*** Opening DATA LISTING ***

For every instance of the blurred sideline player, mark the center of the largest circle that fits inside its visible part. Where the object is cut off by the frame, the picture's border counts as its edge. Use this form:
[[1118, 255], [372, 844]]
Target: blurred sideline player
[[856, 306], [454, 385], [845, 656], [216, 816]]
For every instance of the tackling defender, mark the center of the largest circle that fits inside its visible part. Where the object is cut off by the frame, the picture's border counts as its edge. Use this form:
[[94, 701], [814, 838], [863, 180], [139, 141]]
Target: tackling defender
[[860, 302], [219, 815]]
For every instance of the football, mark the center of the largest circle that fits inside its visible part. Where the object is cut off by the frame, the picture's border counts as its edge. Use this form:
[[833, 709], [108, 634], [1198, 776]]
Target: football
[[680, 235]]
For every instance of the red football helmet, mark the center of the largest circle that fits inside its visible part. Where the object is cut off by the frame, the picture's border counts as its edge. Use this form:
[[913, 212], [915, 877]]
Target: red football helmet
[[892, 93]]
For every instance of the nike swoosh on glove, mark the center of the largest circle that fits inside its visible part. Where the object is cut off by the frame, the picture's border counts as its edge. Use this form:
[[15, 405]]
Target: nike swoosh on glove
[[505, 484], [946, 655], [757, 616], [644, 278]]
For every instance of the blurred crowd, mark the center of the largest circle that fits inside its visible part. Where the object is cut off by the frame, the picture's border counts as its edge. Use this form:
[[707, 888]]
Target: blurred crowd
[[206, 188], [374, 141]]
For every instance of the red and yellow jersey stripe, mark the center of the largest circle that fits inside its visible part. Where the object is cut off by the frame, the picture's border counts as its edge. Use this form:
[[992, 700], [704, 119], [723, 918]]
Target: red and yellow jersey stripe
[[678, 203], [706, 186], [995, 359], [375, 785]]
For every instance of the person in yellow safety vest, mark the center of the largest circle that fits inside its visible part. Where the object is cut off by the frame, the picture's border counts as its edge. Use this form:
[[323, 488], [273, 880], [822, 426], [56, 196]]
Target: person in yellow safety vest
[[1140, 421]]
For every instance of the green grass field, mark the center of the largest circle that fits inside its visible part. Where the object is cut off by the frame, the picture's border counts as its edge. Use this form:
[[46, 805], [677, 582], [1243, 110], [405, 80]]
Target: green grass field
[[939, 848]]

*** Closing DATA LISTING ***

PROBLEM STATEMENT: Print, exactly and only, the lines running from the one with "For every instance of the blurred crowd, mark" to the end of the data above.

EXERCISE SOLUTION:
For every instance of the blurred crowd, mark the center of the largest circle that fits inside its visible part. Where the object is cut off by the frame, the picture's border counts as its edge. Use this form:
[[707, 888]]
Target: blurred crowd
[[206, 188], [374, 141]]
For every instance of the red and yellow jersey stripe, mark the center of the largest circle that fits inside its visible part. Where the object is cut off by the frame, the picture's border counts as its edge. Use this form:
[[992, 700], [704, 119], [723, 918]]
Target: red and yellow jersey stripe
[[678, 203], [706, 186], [995, 359], [375, 785]]
For every instance of the person in yellow safety vest, mark the center of the largest circle that fits inside its visible part. Where the object is cut off by the frame, the picture's border counts as its edge. Use this form:
[[323, 488], [273, 880], [822, 426], [56, 196]]
Target: person in yellow safety vest
[[1140, 421]]
For every instance of the green grass field, mark the center of the largest circle that fits inside its visible part. Where the object is cut off by the frame, the picture's border counts as its edge. Use this form:
[[46, 805], [677, 582], [1243, 110], [405, 80]]
Target: green grass field
[[939, 848]]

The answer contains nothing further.